Copy the passage on the Temple's post-war deficits and basketball team word for word, from start to finish.

**Selected excerpt**
============================================================
As the Temple board geared up its programs and added staff following the war, it began to suffer from significant deficits. In January of 1947, it was reported that “expenses had increased approximately $5000 over the previous year due to salary increases and necessary repairs and decorating”. This represented a 39 percent increase and a call for an increase in dues and contributions from members immediately went out. Three months later the board conducted “a lengthy discussion on the progress of collections and the need to increase dues”. The names of delinquent members were distributed to board members for the purpose of personal contact and collection. One month later the board minutes indicate that “a long discussion on dues collection” was held. By mid-year motions were approved to “request the Sisterhood quota be set for the fiscal year at $1500” instead of the $1000 it had agreed to give from the proceeds of its fund-raising activities. At the same time the Aurora Jewish Welfare fund was asked to allocate to the Temple $3000 “for use in operating the Sunday School and education purposes.” (The Aurora Jewish Welfare Fund continued to allocate that amount annually for the next two decades.) It should be noted that for decades it had been common practice to approve Temple budgets with relatively substantial deficits. The deficit amount was the target communicated to the community in planning fund-raising programs and more often than not the funds were raised with a flurry of events including carnivals, dinner dances, raffles, etc.

If there was one negative in this period of post-war activity, it was the report of Jerry Katz, manager of the Temple basketball team. At the December, 1946, meeting of the board Jerry Katz reported that “…after being virtually assured that the Temple team would be admitted to the Protestant Church League, even to the extent of being included in the published schedule, the members of this league voted down the proposed amendment to the constitution which was necessary to admit teams of other than the Protestant faith into the League”…thus denying membership to the team. Katz then spoke of a proposed BBYO league representing Rockford, Elgin, Joliet and Waukegan. There is no mention of the Board’s reaction to this report nor does the subject of the basketball team appear in subsequent records.
============================================================
Data entries:
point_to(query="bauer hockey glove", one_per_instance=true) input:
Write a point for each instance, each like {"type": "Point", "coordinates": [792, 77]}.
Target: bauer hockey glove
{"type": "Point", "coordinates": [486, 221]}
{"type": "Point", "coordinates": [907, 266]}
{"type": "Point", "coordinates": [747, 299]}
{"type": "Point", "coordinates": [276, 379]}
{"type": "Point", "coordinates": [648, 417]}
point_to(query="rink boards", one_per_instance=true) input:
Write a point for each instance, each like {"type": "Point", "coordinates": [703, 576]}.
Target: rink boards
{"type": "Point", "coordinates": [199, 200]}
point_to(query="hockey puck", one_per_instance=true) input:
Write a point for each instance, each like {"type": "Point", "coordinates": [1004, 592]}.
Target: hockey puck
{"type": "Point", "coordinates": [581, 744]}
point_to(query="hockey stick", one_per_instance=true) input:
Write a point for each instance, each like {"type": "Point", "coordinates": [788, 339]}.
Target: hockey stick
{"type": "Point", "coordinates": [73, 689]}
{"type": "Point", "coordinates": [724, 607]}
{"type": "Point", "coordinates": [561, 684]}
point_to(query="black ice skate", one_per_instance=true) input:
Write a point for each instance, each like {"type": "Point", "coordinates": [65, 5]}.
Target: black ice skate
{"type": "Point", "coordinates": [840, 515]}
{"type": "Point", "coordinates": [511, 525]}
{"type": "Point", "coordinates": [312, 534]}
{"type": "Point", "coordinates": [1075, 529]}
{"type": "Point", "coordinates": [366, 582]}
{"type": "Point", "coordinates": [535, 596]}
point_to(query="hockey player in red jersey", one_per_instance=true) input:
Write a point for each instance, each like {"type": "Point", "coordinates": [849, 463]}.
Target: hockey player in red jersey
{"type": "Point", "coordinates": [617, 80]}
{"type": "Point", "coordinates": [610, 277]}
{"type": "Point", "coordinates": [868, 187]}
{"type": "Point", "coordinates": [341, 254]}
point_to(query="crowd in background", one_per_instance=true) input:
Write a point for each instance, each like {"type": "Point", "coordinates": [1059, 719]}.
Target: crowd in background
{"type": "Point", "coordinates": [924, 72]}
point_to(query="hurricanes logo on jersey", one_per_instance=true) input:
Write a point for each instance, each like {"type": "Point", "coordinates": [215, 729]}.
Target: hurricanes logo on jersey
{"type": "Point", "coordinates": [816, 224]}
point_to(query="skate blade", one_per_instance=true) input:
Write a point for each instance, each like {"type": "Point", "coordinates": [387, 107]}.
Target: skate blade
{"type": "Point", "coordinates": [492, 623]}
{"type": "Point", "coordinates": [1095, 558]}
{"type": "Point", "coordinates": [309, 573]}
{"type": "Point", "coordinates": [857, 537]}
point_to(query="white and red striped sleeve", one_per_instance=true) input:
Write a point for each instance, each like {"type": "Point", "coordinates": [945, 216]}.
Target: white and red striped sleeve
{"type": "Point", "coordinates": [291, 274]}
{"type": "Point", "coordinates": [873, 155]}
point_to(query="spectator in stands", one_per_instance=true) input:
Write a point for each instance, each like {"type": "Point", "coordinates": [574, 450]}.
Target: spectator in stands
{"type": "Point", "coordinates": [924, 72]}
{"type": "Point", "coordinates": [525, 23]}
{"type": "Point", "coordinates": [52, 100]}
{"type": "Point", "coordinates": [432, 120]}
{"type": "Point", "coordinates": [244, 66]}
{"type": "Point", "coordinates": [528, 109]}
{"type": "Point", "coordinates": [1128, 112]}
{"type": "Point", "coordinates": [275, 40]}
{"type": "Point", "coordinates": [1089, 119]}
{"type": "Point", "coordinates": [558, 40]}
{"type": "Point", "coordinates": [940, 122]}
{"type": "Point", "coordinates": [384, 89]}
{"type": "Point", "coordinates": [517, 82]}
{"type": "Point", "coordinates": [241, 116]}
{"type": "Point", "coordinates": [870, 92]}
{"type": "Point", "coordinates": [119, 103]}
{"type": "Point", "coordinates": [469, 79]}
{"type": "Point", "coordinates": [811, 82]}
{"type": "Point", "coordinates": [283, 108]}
============================================================
**Your response**
As the Temple board geared up its programs and added staff following the war, it began to suffer from significant deficits. In January of 1947, it was reported that “expenses had increased approximately $5000 over the previous year due to salary increases and necessary repairs and decorating”. This represented a 39 percent increase and a call for an increase in dues and contributions from members immediately went out. Three months later the board conducted “a lengthy discussion on the progress of collections and the need to increase dues”. The names of delinquent members were distributed to board members for the purpose of personal contact and collection. One month later the board minutes indicate that “a long discussion on dues collection” was held. By mid-year motions were approved to “request the Sisterhood quota be set for the fiscal year at $1500” instead of the $1000 it had agreed to give from the proceeds of its fund-raising activities. At the same time the Aurora Jewish Welfare fund was asked to allocate to the Temple $3000 “for use in operating the Sunday School and education purposes.” (The Aurora Jewish Welfare Fund continued to allocate that amount annually for the next two decades.) It should be noted that for decades it had been common practice to approve Temple budgets with relatively substantial deficits. The deficit amount was the target communicated to the community in planning fund-raising programs and more often than not the funds were raised with a flurry of events including carnivals, dinner dances, raffles, etc.

If there was one negative in this period of post-war activity, it was the report of Jerry Katz, manager of the Temple basketball team. At the December, 1946, meeting of the board Jerry Katz reported that “…after being virtually assured that the Temple team would be admitted to the Protestant Church League, even to the extent of being included in the published schedule, the members of this league voted down the proposed amendment to the constitution which was necessary to admit teams of other than the Protestant faith into the League”…thus denying membership to the team. Katz then spoke of a proposed BBYO league representing Rockford, Elgin, Joliet and Waukegan. There is no mention of the Board’s reaction to this report nor does the subject of the basketball team appear in subsequent records.